EXTRACTED DATA:
-=-=-
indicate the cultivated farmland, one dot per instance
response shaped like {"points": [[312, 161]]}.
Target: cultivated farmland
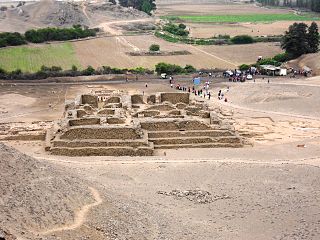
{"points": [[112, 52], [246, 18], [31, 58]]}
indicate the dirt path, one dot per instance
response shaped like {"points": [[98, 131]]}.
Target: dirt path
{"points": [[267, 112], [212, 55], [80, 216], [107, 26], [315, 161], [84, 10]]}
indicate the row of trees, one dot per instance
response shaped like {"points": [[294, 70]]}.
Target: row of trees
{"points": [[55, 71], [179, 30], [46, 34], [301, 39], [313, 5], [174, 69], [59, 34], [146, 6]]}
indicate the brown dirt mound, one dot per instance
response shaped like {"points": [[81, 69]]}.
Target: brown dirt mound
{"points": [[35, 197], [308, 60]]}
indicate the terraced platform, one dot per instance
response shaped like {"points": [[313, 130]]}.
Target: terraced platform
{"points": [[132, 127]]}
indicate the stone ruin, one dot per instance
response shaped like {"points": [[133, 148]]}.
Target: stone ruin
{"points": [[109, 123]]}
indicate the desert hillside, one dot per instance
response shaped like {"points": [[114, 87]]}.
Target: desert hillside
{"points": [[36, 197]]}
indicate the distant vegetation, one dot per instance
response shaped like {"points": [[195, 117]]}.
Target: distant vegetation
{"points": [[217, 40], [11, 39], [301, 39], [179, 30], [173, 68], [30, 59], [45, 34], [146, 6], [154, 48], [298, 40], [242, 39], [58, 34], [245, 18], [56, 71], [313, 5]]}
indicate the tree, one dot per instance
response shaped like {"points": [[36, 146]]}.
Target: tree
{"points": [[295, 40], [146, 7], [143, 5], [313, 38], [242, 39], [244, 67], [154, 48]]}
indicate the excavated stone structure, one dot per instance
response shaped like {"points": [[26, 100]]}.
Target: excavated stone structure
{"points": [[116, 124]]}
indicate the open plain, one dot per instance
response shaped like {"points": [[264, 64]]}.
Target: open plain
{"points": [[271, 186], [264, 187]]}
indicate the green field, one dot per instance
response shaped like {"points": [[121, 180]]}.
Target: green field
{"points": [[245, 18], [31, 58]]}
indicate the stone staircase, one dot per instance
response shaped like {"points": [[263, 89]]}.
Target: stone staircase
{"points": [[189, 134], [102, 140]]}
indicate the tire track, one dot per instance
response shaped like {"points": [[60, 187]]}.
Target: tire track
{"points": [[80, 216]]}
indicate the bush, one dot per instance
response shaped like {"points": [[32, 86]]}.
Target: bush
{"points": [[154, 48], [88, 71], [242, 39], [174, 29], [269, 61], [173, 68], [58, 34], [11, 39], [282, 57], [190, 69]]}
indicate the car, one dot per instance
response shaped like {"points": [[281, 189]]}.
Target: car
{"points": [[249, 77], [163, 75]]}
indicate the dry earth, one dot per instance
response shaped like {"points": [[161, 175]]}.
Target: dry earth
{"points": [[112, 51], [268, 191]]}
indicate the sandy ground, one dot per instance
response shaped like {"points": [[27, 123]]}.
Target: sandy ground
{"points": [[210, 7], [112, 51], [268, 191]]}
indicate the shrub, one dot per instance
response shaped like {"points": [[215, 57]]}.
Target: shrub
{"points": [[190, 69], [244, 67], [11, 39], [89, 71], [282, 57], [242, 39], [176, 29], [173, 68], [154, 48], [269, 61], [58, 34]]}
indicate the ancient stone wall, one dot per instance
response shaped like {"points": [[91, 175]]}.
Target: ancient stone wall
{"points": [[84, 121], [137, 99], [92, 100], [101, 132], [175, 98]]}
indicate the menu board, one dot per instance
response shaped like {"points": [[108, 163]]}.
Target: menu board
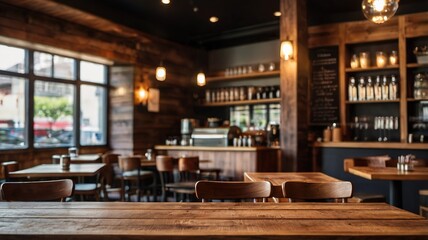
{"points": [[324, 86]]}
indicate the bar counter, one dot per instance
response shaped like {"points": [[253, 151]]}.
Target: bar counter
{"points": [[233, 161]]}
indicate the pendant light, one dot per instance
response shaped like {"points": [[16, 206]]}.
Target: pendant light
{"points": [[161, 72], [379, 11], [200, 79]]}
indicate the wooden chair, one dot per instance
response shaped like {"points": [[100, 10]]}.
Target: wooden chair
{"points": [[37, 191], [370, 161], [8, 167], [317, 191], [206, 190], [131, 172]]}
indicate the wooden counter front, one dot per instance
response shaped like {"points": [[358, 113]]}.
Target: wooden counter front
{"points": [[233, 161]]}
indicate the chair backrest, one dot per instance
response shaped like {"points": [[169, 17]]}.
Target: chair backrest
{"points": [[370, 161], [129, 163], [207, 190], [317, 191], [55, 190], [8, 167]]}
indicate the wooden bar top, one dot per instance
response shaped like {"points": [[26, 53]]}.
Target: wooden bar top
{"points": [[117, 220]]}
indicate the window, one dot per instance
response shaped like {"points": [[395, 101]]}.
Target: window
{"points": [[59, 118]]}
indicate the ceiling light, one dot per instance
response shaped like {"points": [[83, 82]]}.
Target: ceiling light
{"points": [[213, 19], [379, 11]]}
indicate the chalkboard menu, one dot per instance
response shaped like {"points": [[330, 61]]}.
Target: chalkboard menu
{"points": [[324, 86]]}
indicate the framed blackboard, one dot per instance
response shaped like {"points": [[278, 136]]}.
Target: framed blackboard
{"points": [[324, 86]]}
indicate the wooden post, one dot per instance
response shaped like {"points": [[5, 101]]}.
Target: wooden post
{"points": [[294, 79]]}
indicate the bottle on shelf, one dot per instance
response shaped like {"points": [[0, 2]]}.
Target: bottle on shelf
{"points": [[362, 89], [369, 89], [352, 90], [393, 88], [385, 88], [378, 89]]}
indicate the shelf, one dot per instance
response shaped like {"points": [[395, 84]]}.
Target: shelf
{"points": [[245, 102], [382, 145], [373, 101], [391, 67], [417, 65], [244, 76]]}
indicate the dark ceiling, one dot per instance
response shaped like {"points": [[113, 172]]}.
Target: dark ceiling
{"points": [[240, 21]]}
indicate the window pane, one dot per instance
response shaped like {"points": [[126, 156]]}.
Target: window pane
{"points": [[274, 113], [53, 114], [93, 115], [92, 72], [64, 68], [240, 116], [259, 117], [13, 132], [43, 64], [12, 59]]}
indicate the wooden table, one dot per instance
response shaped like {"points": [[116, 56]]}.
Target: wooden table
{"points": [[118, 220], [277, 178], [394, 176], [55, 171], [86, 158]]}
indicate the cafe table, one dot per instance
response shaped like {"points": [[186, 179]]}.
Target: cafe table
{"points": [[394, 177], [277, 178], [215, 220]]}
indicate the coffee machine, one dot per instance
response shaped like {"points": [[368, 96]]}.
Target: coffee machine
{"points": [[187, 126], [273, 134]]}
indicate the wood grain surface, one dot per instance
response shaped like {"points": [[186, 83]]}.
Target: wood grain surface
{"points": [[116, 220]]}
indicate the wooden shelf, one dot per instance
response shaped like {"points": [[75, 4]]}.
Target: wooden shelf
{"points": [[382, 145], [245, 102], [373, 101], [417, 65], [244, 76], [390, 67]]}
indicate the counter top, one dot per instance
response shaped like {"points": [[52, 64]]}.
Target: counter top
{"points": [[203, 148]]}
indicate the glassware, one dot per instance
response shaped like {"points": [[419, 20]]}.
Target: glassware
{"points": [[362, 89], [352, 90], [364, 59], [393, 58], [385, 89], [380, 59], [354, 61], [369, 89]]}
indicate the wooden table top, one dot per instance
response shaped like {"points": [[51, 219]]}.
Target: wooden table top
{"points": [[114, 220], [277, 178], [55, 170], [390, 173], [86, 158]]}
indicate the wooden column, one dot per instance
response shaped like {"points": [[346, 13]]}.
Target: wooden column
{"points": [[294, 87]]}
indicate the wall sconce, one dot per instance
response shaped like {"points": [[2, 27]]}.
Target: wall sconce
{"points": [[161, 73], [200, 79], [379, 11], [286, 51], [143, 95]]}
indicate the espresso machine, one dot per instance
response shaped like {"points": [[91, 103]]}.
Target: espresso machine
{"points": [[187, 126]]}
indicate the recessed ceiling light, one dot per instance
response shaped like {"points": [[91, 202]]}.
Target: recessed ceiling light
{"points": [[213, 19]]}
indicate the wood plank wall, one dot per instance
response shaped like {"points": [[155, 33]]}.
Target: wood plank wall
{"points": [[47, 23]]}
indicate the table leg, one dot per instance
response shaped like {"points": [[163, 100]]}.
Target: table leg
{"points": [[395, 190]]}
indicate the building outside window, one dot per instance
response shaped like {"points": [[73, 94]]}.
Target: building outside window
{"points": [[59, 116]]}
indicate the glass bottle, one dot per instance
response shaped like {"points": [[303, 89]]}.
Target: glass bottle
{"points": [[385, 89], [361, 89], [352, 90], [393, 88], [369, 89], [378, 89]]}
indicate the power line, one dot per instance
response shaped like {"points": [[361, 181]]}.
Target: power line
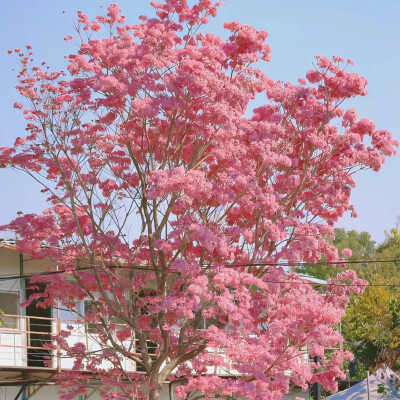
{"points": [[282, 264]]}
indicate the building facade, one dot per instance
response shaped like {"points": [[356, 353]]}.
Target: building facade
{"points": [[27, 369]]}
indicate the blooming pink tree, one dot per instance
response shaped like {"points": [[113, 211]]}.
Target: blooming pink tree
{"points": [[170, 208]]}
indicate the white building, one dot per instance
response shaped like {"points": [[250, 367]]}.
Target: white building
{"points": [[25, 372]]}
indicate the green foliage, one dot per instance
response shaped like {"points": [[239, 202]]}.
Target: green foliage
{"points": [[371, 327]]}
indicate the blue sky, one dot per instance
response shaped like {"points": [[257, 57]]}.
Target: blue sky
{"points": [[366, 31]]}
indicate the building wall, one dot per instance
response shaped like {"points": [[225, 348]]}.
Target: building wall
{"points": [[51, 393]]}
-=-=-
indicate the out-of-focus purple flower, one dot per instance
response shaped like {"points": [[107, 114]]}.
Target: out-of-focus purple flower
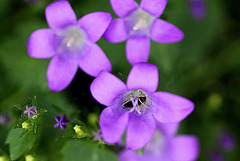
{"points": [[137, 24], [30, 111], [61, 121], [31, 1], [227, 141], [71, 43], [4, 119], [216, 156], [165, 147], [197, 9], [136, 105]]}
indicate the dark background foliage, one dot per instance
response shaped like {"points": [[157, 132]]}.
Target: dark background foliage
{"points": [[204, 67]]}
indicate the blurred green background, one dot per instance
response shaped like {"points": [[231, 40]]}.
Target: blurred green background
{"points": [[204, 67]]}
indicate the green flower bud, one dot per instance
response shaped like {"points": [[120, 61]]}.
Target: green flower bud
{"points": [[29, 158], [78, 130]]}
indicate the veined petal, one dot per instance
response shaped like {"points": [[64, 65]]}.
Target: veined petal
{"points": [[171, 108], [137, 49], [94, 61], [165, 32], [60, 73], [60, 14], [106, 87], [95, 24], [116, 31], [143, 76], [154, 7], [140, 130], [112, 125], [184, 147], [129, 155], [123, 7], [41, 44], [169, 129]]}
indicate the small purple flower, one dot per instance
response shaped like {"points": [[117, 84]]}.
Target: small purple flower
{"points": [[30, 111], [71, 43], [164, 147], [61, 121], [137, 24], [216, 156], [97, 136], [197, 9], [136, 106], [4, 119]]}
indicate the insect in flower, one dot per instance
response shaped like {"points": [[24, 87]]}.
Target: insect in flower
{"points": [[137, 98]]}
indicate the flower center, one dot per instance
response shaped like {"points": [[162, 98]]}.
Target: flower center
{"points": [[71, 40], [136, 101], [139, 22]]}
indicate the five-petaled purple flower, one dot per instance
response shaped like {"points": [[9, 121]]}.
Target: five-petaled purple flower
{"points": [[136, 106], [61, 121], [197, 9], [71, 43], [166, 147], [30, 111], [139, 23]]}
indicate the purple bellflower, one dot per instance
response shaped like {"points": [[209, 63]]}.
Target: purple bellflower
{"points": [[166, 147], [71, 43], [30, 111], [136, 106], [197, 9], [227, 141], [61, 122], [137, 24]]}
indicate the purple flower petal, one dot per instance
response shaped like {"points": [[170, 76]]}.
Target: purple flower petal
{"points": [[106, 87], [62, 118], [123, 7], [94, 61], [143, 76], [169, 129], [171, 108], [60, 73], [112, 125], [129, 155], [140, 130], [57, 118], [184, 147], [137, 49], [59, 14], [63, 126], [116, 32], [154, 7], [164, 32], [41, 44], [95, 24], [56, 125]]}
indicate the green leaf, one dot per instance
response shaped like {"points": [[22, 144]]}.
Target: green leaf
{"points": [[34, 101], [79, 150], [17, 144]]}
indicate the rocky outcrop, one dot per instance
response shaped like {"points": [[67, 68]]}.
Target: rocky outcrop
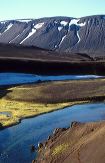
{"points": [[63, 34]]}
-=-=-
TASK OBJECTIVE: Look in the material above for the line with "indicate the shelf, one dot per instance" and the line with "indicate the wall", and transcribe exactly those lines and all lines between them, nothing more.

EXPECTED ANSWER:
indicate the shelf, one dot per instance
response shaped like {"points": [[395, 84]]}.
Target: shelf
{"points": [[245, 102], [382, 145], [373, 101], [391, 67], [417, 65], [244, 76]]}
indicate the dark ceiling, one dot per instance
response shaped like {"points": [[113, 172]]}.
Target: dark ceiling
{"points": [[240, 21]]}
indicate the window pane, one dot per instance
response shaped like {"points": [[126, 156]]}.
Target: window pane
{"points": [[274, 113], [53, 114], [93, 115], [92, 72], [64, 68], [240, 116], [259, 117], [13, 132], [43, 64], [12, 59]]}
indicate the wooden table, one dot per instance
response shaped like {"points": [[116, 56]]}.
Target: wooden table
{"points": [[118, 220], [277, 178], [394, 176], [55, 171], [86, 158]]}
indicate the cafe table, one dot per instance
response shaped like {"points": [[186, 179]]}.
Target: cafe table
{"points": [[394, 177], [277, 178], [215, 220]]}
indicate the coffee machine, one dot per instance
response shaped like {"points": [[368, 96]]}.
Target: coffee machine
{"points": [[187, 126], [273, 134]]}
indicate the wood grain surface, one dot per instance
response shaped like {"points": [[186, 83]]}.
Target: wood grain surface
{"points": [[116, 220]]}
indicate the wooden shelf, one dot per instance
response shaped like {"points": [[75, 4]]}.
Target: wooden shelf
{"points": [[382, 145], [245, 102], [373, 101], [417, 65], [244, 76], [390, 67]]}
indicate the counter top, one dot per instance
response shaped like {"points": [[52, 64]]}.
Target: counter top
{"points": [[203, 148]]}
indicate the glassware, one dot per instance
response shaped like {"points": [[419, 20]]}.
Target: glassware
{"points": [[362, 89], [352, 90], [364, 59], [393, 58], [385, 89], [380, 59], [354, 61], [369, 89]]}
indicate the wooden table top, one dot per instance
response shaped like {"points": [[51, 219]]}.
Target: wooden table top
{"points": [[114, 220], [277, 178], [55, 170], [390, 173], [86, 158]]}
indicate the wooden column, one dot per instance
response shaped like {"points": [[346, 13]]}.
Target: wooden column
{"points": [[294, 87]]}
indicate the wall sconce, one dot per instance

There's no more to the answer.